** Your goal **
Gather every line in the rows below that holds the string "balcony", and copy each one in full. Case counts.

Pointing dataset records
--- Start ---
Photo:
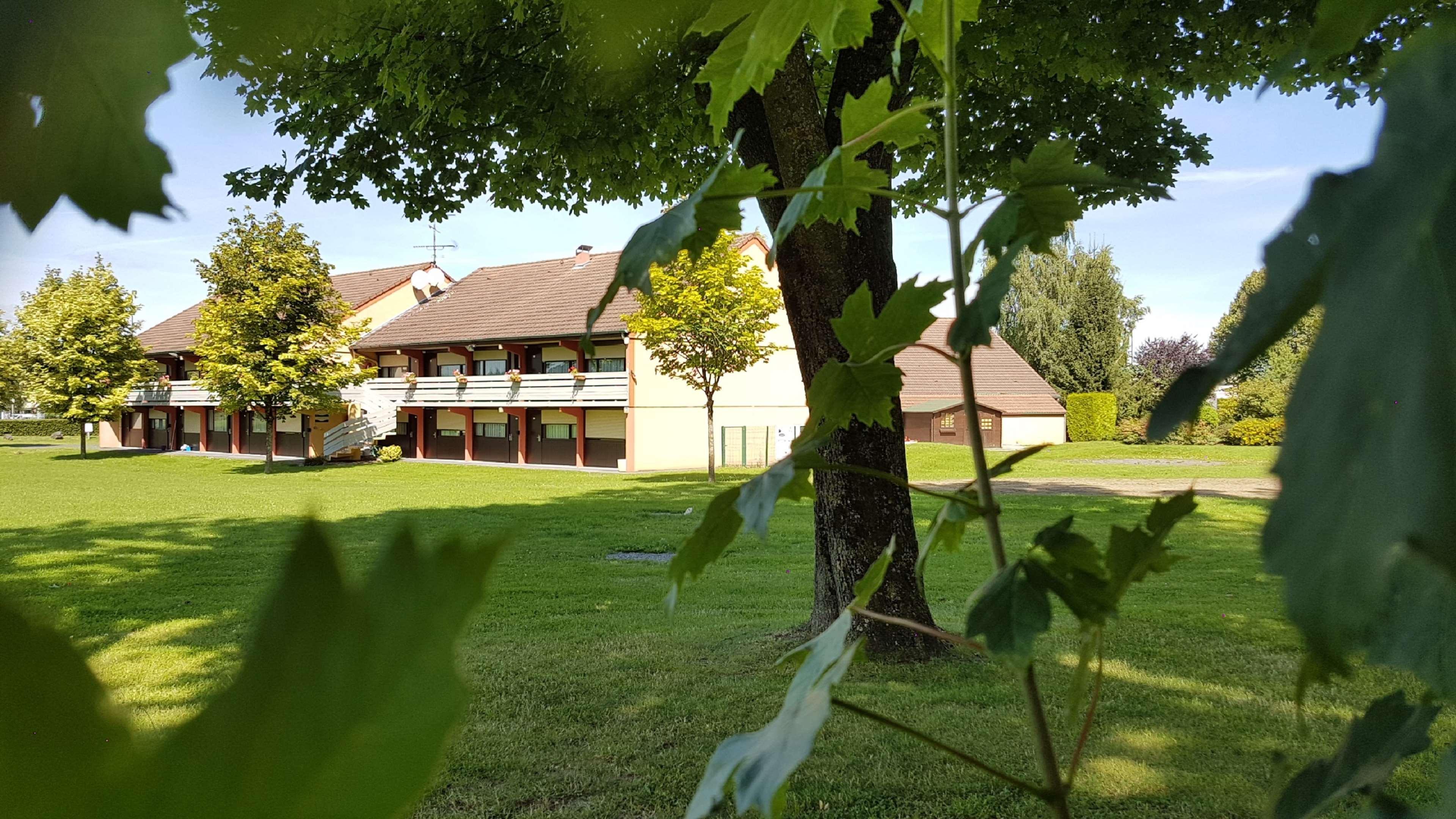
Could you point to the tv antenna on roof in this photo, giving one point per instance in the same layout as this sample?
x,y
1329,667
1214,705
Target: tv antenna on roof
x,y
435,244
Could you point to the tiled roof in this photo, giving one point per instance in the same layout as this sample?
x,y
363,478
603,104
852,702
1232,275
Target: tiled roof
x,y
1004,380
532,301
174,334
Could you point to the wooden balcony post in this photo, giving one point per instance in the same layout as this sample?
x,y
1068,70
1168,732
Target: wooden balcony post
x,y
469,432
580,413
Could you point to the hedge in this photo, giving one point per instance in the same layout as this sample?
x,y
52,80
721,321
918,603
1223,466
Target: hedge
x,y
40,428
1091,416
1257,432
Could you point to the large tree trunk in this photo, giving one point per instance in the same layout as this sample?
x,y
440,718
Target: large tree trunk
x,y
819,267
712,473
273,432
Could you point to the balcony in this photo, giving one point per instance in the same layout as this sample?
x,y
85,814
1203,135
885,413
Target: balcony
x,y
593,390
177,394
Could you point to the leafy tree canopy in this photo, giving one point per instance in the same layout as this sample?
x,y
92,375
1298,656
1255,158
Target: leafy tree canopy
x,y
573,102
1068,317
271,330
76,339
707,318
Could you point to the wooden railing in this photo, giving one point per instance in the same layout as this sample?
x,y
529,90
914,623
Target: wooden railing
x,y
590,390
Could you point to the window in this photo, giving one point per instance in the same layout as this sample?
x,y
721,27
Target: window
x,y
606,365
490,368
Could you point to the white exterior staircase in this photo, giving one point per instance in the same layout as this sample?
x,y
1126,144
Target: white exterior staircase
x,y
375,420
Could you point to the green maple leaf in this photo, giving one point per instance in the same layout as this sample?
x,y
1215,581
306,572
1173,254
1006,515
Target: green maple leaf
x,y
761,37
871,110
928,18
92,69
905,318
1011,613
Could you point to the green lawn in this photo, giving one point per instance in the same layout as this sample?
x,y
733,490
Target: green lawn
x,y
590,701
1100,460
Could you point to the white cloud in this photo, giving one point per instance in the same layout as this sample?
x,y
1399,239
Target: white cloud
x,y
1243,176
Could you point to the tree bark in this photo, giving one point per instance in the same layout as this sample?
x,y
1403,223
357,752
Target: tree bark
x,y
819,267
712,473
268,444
--- End ---
--- Start ---
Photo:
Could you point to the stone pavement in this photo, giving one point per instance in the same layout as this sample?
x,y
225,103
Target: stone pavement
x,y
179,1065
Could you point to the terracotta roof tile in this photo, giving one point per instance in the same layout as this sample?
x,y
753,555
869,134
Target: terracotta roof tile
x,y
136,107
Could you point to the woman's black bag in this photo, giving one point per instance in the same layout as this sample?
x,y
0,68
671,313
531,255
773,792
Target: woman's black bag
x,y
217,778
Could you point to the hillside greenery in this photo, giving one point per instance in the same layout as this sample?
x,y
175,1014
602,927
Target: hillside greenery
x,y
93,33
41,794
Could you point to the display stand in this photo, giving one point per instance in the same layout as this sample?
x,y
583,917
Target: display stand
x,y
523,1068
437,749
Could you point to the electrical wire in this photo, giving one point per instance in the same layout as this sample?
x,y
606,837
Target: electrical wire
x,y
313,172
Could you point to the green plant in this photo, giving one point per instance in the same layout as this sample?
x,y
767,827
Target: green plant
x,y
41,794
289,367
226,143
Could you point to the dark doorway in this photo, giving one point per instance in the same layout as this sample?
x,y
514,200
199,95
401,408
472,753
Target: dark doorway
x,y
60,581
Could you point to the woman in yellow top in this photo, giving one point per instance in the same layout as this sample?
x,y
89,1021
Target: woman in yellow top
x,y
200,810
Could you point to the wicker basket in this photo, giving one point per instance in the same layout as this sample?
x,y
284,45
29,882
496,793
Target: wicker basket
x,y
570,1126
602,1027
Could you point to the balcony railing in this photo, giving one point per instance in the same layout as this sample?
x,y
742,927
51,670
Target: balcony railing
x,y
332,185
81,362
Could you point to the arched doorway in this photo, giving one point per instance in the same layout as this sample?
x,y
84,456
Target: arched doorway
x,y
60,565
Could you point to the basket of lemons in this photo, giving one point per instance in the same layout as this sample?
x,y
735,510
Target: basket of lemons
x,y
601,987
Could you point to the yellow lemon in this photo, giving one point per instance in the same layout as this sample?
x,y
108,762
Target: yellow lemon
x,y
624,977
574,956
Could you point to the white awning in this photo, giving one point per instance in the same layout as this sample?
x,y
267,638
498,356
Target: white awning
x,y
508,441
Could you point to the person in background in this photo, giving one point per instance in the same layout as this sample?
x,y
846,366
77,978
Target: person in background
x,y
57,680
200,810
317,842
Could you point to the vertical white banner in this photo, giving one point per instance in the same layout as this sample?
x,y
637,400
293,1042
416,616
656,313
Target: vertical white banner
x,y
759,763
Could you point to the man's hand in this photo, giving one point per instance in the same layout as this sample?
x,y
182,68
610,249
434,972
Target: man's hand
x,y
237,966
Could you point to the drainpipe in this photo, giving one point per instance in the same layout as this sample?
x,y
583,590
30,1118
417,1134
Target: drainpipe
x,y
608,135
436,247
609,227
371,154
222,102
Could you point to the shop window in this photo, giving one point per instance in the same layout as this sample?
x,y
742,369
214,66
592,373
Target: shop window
--- End ---
** Task solution **
Could you point to the wooden balcony post in this photo, giving one point per instance in the same layout as this sample?
Target: wooden balcony post
Could you point to the balcony in this photo, giving one point per instance in the same layout as this sample?
Target: balcony
Could you point to the balcony railing in this photo, giving one point per instance in the same layout as this sample?
Target: balcony railing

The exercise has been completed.